Tuesday, November 16, 2010

The Bird of Lascaux, France

Nestled on a hill above the town of Montignac in southwestern France, the approximately 17,000 year old painted cave network of Lascaux carries an ancient and sublime tribute to our ancestors’ passion for transformative art. The location itself is testimony to the human aesthetic desire to live in beautiful places. The paintings contain symbolic mysteries that no one fully understands, but we intuitively connect with the vibrant, animated, and emotionally depicted images. 

As if to emphasize my deeply emotional inner state at being there, when I was leaving Lascaux II—a perfect replica of the original cave that is just a couple hundred meters away and closed to the public for protection—a red throated European thrush flew toward me and landed two feet away.

════════════════

▶ _Task statement_:
Pick up the Lascaux post after its last sentence and keep writing in the same first-person voice. The records come from a separate source and are unrelated to the Lascaux post.

════════════════

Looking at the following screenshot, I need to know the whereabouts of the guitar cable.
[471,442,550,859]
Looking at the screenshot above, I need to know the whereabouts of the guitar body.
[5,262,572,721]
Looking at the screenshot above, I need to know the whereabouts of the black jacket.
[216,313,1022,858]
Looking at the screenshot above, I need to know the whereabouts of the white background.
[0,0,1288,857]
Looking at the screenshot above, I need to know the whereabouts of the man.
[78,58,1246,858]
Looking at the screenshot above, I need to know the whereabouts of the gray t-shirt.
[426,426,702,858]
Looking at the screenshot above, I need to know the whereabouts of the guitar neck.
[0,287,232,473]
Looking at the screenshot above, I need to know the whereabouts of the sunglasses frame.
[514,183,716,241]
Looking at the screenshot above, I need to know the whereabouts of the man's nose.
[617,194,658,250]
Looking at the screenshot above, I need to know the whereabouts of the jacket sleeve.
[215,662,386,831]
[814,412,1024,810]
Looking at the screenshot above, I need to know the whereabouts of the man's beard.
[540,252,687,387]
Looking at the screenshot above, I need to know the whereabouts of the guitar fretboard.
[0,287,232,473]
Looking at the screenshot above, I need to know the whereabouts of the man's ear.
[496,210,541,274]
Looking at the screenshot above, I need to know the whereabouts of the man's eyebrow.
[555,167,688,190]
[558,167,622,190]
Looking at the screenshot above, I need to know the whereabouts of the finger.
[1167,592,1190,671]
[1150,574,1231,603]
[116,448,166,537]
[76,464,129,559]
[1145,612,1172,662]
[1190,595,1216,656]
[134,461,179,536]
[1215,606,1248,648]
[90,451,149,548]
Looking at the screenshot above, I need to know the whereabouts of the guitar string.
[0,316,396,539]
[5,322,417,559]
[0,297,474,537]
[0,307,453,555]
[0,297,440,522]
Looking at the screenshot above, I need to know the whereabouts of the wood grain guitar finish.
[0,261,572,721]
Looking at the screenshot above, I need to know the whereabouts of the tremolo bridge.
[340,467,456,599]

════════════════

▶ _Task output_:
I had just been contemplating the possible meanings of the one human figure in the cave, a reclining man who seems to have just speared a bison and next to whom lies a staff capped with a bird figure. The man's face is bird-like, to me a seeming precursor to later Neolithic-era depictions of the goddess as wearing the mask or the face of a bird. That goddess also often dwelled in caves. So far, archaeologists see the Lascaux figure as carrying on some form of masculine magic for the hunt.  Perhaps it is a shamanic figure. I am sure there is something to all this but I also think that the total imagery is making a call to both the sacred masculine and the sacred feminine to strike a balance that will assure the continuation of life and well-being. This was what I was thinking when the little bird of Lascaux landed at my feet.

Is it synchronicity or simply a very territorial bird who lives at Lascaux?

And, after a day of hiking around the amazing hill in whose belly sits Lascaux, my belly was grumbling and ready for a good meal. I walked the few kilometers back into Montignac and, as truffle season had arrived, I found and enjoyed a quintessentially local omelet with shaved black truffles.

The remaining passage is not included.